Recast all of the material below as a two-column CSV with the headers instruction and polygons. Each row should hold one piece of instruction text and the outlines that answer it, both in double-quoted fields with line breaks replaced by spaces, and the pictures should be left out.

------ Stored data ------

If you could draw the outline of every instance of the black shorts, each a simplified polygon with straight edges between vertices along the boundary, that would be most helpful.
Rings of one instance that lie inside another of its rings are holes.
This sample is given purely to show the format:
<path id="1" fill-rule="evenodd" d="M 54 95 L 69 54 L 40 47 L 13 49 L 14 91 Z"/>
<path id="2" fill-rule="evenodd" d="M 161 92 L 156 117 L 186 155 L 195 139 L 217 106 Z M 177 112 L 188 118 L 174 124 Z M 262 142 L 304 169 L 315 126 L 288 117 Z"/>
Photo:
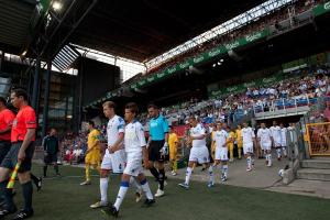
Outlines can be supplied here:
<path id="1" fill-rule="evenodd" d="M 46 165 L 57 163 L 57 154 L 50 154 L 50 153 L 48 153 L 48 154 L 44 157 L 44 163 L 45 163 Z"/>
<path id="2" fill-rule="evenodd" d="M 8 154 L 10 146 L 10 141 L 0 141 L 0 164 L 2 163 L 4 156 Z"/>
<path id="3" fill-rule="evenodd" d="M 18 155 L 23 142 L 12 143 L 10 151 L 3 158 L 1 163 L 1 167 L 13 169 L 18 163 Z M 21 167 L 19 168 L 19 173 L 30 172 L 32 167 L 32 157 L 34 153 L 34 142 L 32 142 L 28 148 L 25 150 L 25 158 L 21 163 Z"/>
<path id="4" fill-rule="evenodd" d="M 151 162 L 164 162 L 164 156 L 161 155 L 161 150 L 164 146 L 165 140 L 151 141 L 148 145 L 148 161 Z"/>

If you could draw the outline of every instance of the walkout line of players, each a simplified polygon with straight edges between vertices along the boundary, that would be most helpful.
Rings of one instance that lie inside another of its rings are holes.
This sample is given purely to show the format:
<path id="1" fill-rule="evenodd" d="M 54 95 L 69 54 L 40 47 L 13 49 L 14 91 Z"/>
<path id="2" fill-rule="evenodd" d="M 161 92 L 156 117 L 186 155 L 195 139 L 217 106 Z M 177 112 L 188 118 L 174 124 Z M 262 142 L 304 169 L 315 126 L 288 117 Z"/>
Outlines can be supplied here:
<path id="1" fill-rule="evenodd" d="M 136 201 L 141 199 L 141 193 L 144 191 L 146 196 L 144 205 L 146 206 L 155 202 L 154 196 L 162 197 L 165 194 L 164 160 L 168 154 L 167 142 L 173 145 L 177 143 L 177 139 L 172 135 L 168 138 L 167 121 L 154 105 L 148 106 L 148 113 L 152 119 L 150 121 L 150 139 L 147 142 L 142 124 L 135 119 L 138 114 L 136 103 L 130 102 L 125 106 L 124 120 L 116 114 L 114 109 L 116 105 L 112 101 L 103 103 L 103 113 L 109 119 L 109 122 L 107 125 L 108 148 L 101 164 L 99 157 L 100 143 L 98 141 L 100 133 L 94 129 L 94 122 L 89 122 L 86 180 L 80 185 L 90 184 L 90 166 L 96 166 L 100 169 L 100 200 L 90 207 L 102 207 L 105 212 L 117 217 L 130 185 L 136 188 Z M 212 132 L 212 144 L 216 148 L 215 163 L 210 163 L 209 151 L 206 146 L 206 129 L 195 117 L 190 117 L 188 123 L 190 132 L 187 144 L 191 145 L 191 150 L 186 179 L 185 183 L 179 184 L 180 187 L 189 188 L 190 176 L 197 163 L 204 164 L 208 168 L 210 177 L 208 187 L 215 186 L 213 169 L 217 167 L 221 172 L 221 180 L 226 182 L 228 178 L 228 148 L 229 146 L 232 148 L 231 145 L 234 142 L 238 143 L 239 147 L 243 148 L 248 164 L 246 170 L 251 172 L 253 169 L 253 148 L 256 146 L 256 139 L 254 131 L 246 123 L 243 123 L 244 128 L 237 132 L 238 135 L 230 134 L 221 123 L 217 124 L 217 130 Z M 278 158 L 280 158 L 282 152 L 286 156 L 286 138 L 284 138 L 283 133 L 286 133 L 285 129 L 276 125 L 276 122 L 271 129 L 265 128 L 265 124 L 262 123 L 261 129 L 257 131 L 256 136 L 265 154 L 267 166 L 272 166 L 272 145 L 276 147 Z M 170 147 L 170 150 L 174 148 Z M 173 158 L 175 157 L 175 153 L 172 152 L 170 161 L 174 162 Z M 143 173 L 143 166 L 148 168 L 160 183 L 154 196 Z M 173 174 L 176 172 L 175 163 L 174 168 Z M 122 174 L 122 177 L 116 202 L 109 206 L 107 191 L 110 172 Z"/>

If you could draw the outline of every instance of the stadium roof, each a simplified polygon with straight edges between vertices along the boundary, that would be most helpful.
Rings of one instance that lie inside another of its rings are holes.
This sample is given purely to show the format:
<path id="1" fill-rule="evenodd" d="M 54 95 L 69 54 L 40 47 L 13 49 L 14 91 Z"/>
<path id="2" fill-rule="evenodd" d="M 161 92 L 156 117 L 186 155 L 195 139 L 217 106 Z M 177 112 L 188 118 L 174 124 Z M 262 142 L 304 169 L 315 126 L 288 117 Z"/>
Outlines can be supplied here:
<path id="1" fill-rule="evenodd" d="M 0 0 L 0 50 L 19 54 L 35 20 L 36 0 Z"/>
<path id="2" fill-rule="evenodd" d="M 70 42 L 145 62 L 262 2 L 99 0 Z"/>

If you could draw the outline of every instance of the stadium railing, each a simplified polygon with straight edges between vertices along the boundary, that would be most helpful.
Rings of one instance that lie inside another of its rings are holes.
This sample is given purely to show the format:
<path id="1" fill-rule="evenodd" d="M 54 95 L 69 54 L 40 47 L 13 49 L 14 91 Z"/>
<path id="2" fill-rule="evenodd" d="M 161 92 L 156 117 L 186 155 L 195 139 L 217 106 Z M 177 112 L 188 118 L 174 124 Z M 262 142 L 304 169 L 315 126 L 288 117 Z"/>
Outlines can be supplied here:
<path id="1" fill-rule="evenodd" d="M 264 106 L 253 105 L 254 116 L 257 119 L 276 118 L 284 116 L 305 114 L 309 111 L 309 107 L 316 105 L 318 98 L 292 98 L 292 99 L 276 99 Z"/>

------

Response to the exercise:
instruction,polygons
"If you could draw the outline of every instance of the black shorts, each a simplified polygon with straight edges between vertices along the boundary, that would be most helpful. Rings of one instance that lie inside another of its rings are holes. This sample is given purely to show the format: <path id=""1"" fill-rule=""evenodd"" d=""M 54 95 L 69 54 L 40 47 L 13 49 L 14 91 Z""/> <path id=""2"" fill-rule=""evenodd"" d=""M 161 92 L 156 117 L 186 155 L 195 139 L 217 106 Z M 177 112 L 188 118 L 174 124 Z M 262 142 L 304 169 L 315 126 L 288 117 Z""/> Photo: Outlines can be supplied here:","<path id=""1"" fill-rule=""evenodd"" d=""M 46 165 L 57 163 L 57 154 L 50 154 L 50 153 L 48 153 L 48 154 L 44 157 L 44 163 L 45 163 Z""/> <path id=""2"" fill-rule=""evenodd"" d=""M 8 154 L 10 146 L 10 141 L 0 141 L 0 164 L 2 163 L 4 156 Z""/> <path id=""3"" fill-rule=""evenodd"" d=""M 18 155 L 23 142 L 12 143 L 10 151 L 3 158 L 1 163 L 1 167 L 13 169 L 18 163 Z M 21 167 L 19 168 L 19 173 L 30 172 L 32 167 L 32 157 L 34 153 L 34 142 L 32 142 L 28 148 L 25 150 L 25 158 L 21 163 Z""/> <path id=""4"" fill-rule=""evenodd"" d=""M 151 162 L 164 162 L 164 156 L 161 155 L 161 150 L 164 146 L 165 140 L 151 141 L 148 145 L 148 161 Z""/>"
"If you could draw the outline of every instance of the walkout line of players, each a simplified polygon with straight edges between vertices along the boundary, that would be most helpful. Rings of one instance that lie inside another of its rings are holes. This sample is given purely to show the format: <path id=""1"" fill-rule=""evenodd"" d=""M 54 95 L 69 54 L 40 47 L 13 49 L 14 91 Z""/> <path id=""2"" fill-rule=""evenodd"" d=""M 161 92 L 156 117 L 186 155 L 195 139 L 217 106 Z M 177 112 L 188 118 L 174 124 Z M 262 142 L 304 169 L 315 126 L 288 117 Z""/> Outlines can be supplied here:","<path id=""1"" fill-rule=""evenodd"" d=""M 136 201 L 141 199 L 141 193 L 144 191 L 146 196 L 144 205 L 146 206 L 155 202 L 154 196 L 162 197 L 165 194 L 164 160 L 168 154 L 167 142 L 173 145 L 177 143 L 177 139 L 172 135 L 168 138 L 167 121 L 154 105 L 148 106 L 148 113 L 152 119 L 150 121 L 150 139 L 147 142 L 142 124 L 135 119 L 138 114 L 136 103 L 130 102 L 125 106 L 124 120 L 116 114 L 114 109 L 116 105 L 112 101 L 103 103 L 103 113 L 109 119 L 109 122 L 107 125 L 108 148 L 101 164 L 99 157 L 100 143 L 98 141 L 100 133 L 94 129 L 94 122 L 89 122 L 86 180 L 80 185 L 90 184 L 90 166 L 96 166 L 100 169 L 100 200 L 90 207 L 102 207 L 105 212 L 117 217 L 130 185 L 136 188 Z M 212 132 L 212 144 L 216 148 L 215 163 L 210 163 L 209 151 L 206 146 L 206 129 L 195 117 L 190 117 L 188 123 L 190 132 L 187 144 L 191 145 L 191 150 L 186 179 L 185 183 L 179 184 L 180 187 L 189 188 L 190 176 L 197 163 L 204 164 L 208 168 L 210 177 L 208 187 L 215 186 L 213 169 L 217 167 L 221 172 L 221 180 L 226 182 L 228 178 L 228 148 L 229 146 L 232 148 L 231 145 L 234 142 L 238 143 L 239 147 L 243 148 L 248 164 L 246 170 L 251 172 L 253 169 L 253 148 L 256 146 L 256 139 L 254 131 L 246 123 L 243 123 L 244 128 L 237 132 L 238 135 L 230 134 L 221 123 L 217 124 L 217 130 Z M 278 158 L 280 158 L 282 152 L 286 156 L 286 138 L 284 138 L 283 133 L 286 133 L 285 129 L 276 125 L 276 122 L 271 129 L 265 128 L 265 124 L 262 123 L 261 129 L 257 131 L 256 136 L 265 154 L 267 166 L 272 166 L 272 145 L 276 147 Z M 170 147 L 170 150 L 174 148 Z M 173 158 L 175 157 L 175 153 L 172 152 L 170 161 L 174 162 Z M 143 173 L 143 166 L 148 168 L 160 183 L 154 196 Z M 173 174 L 176 172 L 175 163 L 174 168 Z M 122 174 L 122 177 L 116 202 L 109 206 L 107 191 L 110 172 Z""/>"
"If you could draw the outline of every instance of the stadium roof, each a simplified polygon with straight edges between vertices along the boundary, that would be most helpful. Rings of one instance that lie inside another of its rings are holes. This sample is given purely to show the format: <path id=""1"" fill-rule=""evenodd"" d=""M 54 95 L 69 54 L 40 47 L 13 49 L 14 91 Z""/> <path id=""2"" fill-rule=""evenodd"" d=""M 161 92 L 156 117 L 186 155 L 195 139 L 217 106 Z M 177 112 L 188 118 L 174 124 Z M 262 142 L 304 169 L 315 126 L 288 117 Z""/> Outlines can be supplied here:","<path id=""1"" fill-rule=""evenodd"" d=""M 0 0 L 0 50 L 19 54 L 35 20 L 36 0 Z""/> <path id=""2"" fill-rule=""evenodd"" d=""M 70 42 L 145 62 L 262 2 L 99 0 Z""/>"
"If you could draw the outline of every instance of the stadium railing, each a simplified polygon with straight edges between vertices along the boundary, that would be most helpful. Rings of one instance that lie inside another of its rings are holes. This sample is given purely to show the format: <path id=""1"" fill-rule=""evenodd"" d=""M 54 95 L 69 54 L 40 47 L 13 49 L 14 91 Z""/> <path id=""2"" fill-rule=""evenodd"" d=""M 161 92 L 156 117 L 186 155 L 195 139 L 217 106 Z M 177 112 L 188 118 L 174 124 Z M 262 142 L 304 169 L 315 126 L 288 117 Z""/> Outlines can be supplied here:","<path id=""1"" fill-rule=""evenodd"" d=""M 264 106 L 253 105 L 254 116 L 257 119 L 276 118 L 284 116 L 305 114 L 309 111 L 309 107 L 316 105 L 318 98 L 292 98 L 292 99 L 276 99 Z""/>"